Dataset items
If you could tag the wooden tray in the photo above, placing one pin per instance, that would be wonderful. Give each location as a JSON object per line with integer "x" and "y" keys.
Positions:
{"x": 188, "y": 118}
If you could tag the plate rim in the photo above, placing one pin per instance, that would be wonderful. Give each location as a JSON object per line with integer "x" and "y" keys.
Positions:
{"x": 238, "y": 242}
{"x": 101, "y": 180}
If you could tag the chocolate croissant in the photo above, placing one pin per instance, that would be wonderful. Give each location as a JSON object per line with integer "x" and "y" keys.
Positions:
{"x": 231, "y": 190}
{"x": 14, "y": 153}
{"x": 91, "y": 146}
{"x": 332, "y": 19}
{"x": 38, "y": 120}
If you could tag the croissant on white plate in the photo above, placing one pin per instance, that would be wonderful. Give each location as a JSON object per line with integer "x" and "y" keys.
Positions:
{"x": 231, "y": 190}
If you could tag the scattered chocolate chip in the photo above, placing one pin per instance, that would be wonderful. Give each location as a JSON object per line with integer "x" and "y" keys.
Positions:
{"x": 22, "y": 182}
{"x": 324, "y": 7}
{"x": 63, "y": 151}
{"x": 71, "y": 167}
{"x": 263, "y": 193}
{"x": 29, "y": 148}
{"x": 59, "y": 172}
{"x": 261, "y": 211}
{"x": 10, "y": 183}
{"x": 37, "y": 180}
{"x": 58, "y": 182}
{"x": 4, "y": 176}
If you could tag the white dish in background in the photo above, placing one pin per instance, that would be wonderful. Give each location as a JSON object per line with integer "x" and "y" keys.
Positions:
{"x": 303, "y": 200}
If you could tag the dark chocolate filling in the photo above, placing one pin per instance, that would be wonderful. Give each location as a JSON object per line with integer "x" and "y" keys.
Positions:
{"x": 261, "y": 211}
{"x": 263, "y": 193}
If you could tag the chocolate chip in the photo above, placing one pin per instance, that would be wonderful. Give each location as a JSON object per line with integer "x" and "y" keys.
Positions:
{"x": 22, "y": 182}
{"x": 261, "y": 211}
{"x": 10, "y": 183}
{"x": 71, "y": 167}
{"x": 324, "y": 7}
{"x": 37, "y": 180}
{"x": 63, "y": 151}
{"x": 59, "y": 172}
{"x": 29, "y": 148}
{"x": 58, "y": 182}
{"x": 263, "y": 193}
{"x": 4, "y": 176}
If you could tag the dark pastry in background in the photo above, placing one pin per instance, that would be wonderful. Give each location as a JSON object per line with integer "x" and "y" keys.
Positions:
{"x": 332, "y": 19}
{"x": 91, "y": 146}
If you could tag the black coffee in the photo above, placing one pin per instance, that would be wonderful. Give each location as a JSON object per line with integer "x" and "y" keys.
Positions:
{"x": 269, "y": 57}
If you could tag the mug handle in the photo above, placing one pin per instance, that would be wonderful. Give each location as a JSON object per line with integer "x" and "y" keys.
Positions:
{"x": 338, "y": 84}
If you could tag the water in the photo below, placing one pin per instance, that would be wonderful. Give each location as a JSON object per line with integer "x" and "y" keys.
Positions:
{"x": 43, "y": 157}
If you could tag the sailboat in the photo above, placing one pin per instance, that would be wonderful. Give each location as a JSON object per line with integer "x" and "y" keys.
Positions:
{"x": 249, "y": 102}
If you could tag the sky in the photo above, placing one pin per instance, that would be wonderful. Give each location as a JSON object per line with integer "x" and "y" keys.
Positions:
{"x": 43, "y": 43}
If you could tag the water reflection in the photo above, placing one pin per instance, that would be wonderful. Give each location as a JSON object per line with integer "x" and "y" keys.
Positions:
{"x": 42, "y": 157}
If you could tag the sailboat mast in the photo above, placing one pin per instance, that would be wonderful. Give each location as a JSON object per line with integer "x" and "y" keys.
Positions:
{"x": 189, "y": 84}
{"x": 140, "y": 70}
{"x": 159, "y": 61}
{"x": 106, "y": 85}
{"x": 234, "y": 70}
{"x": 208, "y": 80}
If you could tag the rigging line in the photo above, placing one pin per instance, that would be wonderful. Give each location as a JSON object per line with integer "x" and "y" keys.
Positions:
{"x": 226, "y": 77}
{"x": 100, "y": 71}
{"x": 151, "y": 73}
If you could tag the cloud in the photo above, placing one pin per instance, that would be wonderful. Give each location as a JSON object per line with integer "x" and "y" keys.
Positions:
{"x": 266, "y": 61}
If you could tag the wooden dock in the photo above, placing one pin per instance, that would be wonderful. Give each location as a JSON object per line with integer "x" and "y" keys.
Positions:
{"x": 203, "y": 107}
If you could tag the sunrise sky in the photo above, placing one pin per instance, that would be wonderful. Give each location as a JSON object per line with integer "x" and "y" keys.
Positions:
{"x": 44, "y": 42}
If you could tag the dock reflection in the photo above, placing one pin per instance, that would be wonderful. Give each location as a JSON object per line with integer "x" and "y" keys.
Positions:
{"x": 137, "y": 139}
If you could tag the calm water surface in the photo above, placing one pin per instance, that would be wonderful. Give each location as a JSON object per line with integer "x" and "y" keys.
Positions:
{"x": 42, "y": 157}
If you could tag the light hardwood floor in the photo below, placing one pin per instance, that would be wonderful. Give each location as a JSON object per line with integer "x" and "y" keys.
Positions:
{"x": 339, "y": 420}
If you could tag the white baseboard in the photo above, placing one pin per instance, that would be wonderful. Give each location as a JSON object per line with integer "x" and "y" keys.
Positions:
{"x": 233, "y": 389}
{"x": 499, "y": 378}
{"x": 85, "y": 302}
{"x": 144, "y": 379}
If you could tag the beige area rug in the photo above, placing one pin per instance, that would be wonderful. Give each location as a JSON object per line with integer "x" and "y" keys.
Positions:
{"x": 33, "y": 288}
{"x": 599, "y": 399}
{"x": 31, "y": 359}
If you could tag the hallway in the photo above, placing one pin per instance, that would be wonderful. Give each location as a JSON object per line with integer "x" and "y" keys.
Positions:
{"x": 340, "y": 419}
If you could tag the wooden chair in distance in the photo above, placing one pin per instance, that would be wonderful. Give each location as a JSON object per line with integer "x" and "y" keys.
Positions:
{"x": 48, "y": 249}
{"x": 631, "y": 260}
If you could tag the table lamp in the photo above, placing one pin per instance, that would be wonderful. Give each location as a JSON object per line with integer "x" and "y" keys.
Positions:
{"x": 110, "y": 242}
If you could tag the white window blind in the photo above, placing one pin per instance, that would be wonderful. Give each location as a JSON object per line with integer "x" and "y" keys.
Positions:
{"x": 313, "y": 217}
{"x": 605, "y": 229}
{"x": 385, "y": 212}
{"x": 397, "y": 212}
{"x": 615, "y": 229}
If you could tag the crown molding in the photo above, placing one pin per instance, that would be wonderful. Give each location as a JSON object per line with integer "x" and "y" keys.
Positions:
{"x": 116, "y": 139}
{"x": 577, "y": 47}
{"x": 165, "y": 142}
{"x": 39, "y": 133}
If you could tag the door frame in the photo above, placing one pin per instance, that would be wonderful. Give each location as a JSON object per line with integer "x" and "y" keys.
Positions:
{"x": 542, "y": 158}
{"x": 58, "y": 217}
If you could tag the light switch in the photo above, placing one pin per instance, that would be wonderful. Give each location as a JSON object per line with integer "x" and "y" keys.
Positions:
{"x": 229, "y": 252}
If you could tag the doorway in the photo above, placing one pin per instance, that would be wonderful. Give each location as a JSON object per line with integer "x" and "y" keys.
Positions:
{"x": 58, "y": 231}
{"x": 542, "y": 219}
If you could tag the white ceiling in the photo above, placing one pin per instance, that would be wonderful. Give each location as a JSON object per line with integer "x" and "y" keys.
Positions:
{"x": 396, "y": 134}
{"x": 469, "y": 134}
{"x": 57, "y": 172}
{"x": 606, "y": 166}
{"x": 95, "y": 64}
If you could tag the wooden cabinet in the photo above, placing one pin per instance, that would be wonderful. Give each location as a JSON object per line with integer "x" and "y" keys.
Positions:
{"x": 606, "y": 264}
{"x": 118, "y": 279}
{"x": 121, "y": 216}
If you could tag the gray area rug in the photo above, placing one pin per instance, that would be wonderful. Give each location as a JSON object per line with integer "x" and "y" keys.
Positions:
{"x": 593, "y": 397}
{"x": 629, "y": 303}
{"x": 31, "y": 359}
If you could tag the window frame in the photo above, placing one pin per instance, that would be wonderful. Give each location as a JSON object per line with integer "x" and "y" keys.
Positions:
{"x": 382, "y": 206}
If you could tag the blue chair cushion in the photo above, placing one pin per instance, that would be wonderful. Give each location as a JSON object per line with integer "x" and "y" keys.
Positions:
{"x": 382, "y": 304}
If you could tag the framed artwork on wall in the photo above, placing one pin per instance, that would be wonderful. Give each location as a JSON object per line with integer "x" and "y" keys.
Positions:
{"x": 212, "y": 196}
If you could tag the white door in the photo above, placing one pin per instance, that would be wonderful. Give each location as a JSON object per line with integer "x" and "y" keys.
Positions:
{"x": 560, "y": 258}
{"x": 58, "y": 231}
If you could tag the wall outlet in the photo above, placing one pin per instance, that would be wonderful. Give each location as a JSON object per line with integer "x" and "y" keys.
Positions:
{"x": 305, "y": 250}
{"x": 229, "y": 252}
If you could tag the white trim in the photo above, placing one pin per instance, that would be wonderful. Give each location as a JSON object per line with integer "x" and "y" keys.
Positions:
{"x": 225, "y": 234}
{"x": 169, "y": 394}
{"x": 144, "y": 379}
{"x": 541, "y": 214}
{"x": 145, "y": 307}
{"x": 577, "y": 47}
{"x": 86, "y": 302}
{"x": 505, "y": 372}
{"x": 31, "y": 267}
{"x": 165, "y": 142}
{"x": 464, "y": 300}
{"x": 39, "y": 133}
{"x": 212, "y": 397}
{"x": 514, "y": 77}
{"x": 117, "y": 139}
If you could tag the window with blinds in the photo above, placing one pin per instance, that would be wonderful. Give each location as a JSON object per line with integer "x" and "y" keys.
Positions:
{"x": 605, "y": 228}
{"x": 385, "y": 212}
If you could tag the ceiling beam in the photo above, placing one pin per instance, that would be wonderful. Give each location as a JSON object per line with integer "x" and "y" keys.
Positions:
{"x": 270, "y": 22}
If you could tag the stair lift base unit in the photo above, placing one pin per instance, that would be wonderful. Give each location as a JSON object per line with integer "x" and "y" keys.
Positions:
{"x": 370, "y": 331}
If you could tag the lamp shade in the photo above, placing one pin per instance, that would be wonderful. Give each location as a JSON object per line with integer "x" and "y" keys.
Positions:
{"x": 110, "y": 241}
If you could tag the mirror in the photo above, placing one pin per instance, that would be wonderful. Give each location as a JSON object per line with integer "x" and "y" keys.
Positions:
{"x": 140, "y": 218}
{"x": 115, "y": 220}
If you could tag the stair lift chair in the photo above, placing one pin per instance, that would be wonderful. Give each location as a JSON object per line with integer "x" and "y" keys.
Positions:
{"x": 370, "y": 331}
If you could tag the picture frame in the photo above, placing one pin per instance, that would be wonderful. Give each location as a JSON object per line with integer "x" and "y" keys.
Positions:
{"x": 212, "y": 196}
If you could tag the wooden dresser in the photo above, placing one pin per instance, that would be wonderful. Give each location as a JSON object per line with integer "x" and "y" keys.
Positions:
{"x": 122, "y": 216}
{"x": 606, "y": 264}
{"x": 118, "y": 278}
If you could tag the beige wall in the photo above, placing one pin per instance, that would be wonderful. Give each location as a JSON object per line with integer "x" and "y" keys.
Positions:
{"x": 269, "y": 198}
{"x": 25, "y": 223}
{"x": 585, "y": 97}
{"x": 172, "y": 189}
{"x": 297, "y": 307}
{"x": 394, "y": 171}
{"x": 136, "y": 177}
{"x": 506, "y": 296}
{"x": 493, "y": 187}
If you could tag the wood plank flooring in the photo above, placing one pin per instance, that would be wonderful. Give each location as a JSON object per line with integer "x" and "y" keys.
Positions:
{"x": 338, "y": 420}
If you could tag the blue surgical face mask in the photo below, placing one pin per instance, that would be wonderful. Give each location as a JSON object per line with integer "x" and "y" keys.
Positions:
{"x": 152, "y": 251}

| Directions for this task |
Rewrite the records from the line containing "If you could tag the blue surgical" through the end, changing "blue" to "green" and leaving everything else unchanged. Give only those lines.

| Output of the task |
If you could tag the green surgical face mask in the photo below, placing one pin per instance, that would be wonderful. Give each location as a JSON object per line with integer "x" and "y" keys.
Positions:
{"x": 152, "y": 251}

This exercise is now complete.